(Region pointing data)

────

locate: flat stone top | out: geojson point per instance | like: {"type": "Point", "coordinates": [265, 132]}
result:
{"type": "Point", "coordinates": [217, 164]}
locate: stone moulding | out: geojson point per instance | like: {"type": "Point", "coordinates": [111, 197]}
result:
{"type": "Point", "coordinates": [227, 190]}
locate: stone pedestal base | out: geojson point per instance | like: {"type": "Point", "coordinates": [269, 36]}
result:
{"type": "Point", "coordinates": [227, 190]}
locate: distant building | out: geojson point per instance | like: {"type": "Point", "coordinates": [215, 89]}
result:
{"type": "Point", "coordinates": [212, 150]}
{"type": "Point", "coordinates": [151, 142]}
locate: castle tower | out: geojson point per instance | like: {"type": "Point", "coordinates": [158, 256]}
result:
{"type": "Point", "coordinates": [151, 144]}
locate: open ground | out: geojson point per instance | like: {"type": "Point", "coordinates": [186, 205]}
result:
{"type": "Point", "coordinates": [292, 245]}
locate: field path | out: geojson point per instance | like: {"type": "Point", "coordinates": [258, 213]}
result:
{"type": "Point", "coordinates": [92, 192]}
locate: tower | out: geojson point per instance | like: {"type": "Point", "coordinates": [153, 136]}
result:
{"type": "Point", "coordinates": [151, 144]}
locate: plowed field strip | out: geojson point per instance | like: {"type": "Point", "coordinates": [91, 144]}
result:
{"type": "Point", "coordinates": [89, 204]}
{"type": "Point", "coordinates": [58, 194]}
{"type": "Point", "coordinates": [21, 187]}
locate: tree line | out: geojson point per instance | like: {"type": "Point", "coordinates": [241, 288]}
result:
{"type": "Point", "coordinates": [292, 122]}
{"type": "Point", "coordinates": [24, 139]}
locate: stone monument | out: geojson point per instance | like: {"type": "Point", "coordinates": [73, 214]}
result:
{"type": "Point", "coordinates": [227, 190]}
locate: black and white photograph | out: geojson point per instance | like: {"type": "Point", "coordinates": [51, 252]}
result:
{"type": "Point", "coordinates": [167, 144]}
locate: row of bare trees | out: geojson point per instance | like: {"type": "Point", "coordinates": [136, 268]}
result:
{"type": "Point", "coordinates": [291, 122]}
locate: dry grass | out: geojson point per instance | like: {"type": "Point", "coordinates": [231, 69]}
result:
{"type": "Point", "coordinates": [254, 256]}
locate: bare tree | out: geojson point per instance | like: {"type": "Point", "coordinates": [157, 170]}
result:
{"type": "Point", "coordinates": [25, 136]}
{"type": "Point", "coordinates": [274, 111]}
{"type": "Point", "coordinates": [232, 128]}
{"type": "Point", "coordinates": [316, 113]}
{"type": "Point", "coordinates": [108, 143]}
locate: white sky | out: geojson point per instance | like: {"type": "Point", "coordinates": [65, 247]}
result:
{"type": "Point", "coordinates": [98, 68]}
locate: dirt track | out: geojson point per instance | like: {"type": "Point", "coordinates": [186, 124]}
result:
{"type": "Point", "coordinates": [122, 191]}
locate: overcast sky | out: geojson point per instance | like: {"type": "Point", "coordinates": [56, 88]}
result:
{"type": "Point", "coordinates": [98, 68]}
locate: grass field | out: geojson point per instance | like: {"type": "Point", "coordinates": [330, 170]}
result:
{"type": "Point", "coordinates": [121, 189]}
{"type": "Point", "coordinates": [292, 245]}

────

◆ ASSIGNMENT
Give back all of the data above without any alteration.

◆ SOLUTION BELOW
locate: flat stone top | out: geojson point per instance | like: {"type": "Point", "coordinates": [265, 132]}
result:
{"type": "Point", "coordinates": [217, 164]}
locate: stone moulding | out: geojson point per instance | like: {"type": "Point", "coordinates": [111, 197]}
result:
{"type": "Point", "coordinates": [227, 190]}
locate: stone pedestal base | out: geojson point per instance | like: {"type": "Point", "coordinates": [269, 36]}
result:
{"type": "Point", "coordinates": [227, 190]}
locate: distant building | out: geojson point per instance | like: {"type": "Point", "coordinates": [215, 89]}
result:
{"type": "Point", "coordinates": [212, 150]}
{"type": "Point", "coordinates": [151, 142]}
locate: castle tower | out: geojson point per instance | like: {"type": "Point", "coordinates": [158, 256]}
result:
{"type": "Point", "coordinates": [151, 144]}
locate: open ground | out: geojson point per instance | like: {"type": "Point", "coordinates": [186, 205]}
result:
{"type": "Point", "coordinates": [292, 245]}
locate: field path | out: geojson point per instance | like: {"type": "Point", "coordinates": [258, 213]}
result:
{"type": "Point", "coordinates": [92, 192]}
locate: tower | out: geojson point per instance | like: {"type": "Point", "coordinates": [153, 136]}
result:
{"type": "Point", "coordinates": [151, 144]}
locate: plowed field strip | out: geojson point per instance | like: {"type": "Point", "coordinates": [91, 144]}
result:
{"type": "Point", "coordinates": [89, 204]}
{"type": "Point", "coordinates": [58, 194]}
{"type": "Point", "coordinates": [21, 187]}
locate: tree line | out: geojson point per instance | like: {"type": "Point", "coordinates": [241, 288]}
result:
{"type": "Point", "coordinates": [292, 122]}
{"type": "Point", "coordinates": [24, 139]}
locate: stone monument | out: geojson point per instance | like: {"type": "Point", "coordinates": [73, 214]}
result:
{"type": "Point", "coordinates": [227, 190]}
locate: black and white photograph | out: geojson point per instance | like: {"type": "Point", "coordinates": [51, 252]}
result:
{"type": "Point", "coordinates": [167, 144]}
locate: row of bare trees | out: geojson point per instance | like: {"type": "Point", "coordinates": [136, 268]}
result:
{"type": "Point", "coordinates": [291, 122]}
locate: dry grass | out: geojson point per instance | like: {"type": "Point", "coordinates": [231, 69]}
result:
{"type": "Point", "coordinates": [254, 256]}
locate: bare tree | out: geojson point per instance | like: {"type": "Point", "coordinates": [157, 170]}
result:
{"type": "Point", "coordinates": [25, 136]}
{"type": "Point", "coordinates": [274, 111]}
{"type": "Point", "coordinates": [232, 128]}
{"type": "Point", "coordinates": [316, 113]}
{"type": "Point", "coordinates": [108, 143]}
locate: white sky | out: geojson point per instance | like: {"type": "Point", "coordinates": [65, 247]}
result:
{"type": "Point", "coordinates": [98, 68]}
locate: dirt track | out: geojson point per instance | like: {"type": "Point", "coordinates": [186, 124]}
result:
{"type": "Point", "coordinates": [122, 191]}
locate: overcast sky | out: geojson point per instance | like: {"type": "Point", "coordinates": [56, 88]}
result:
{"type": "Point", "coordinates": [98, 68]}
locate: grass field | out: geojson point per instance | like: {"type": "Point", "coordinates": [330, 170]}
result:
{"type": "Point", "coordinates": [121, 189]}
{"type": "Point", "coordinates": [292, 245]}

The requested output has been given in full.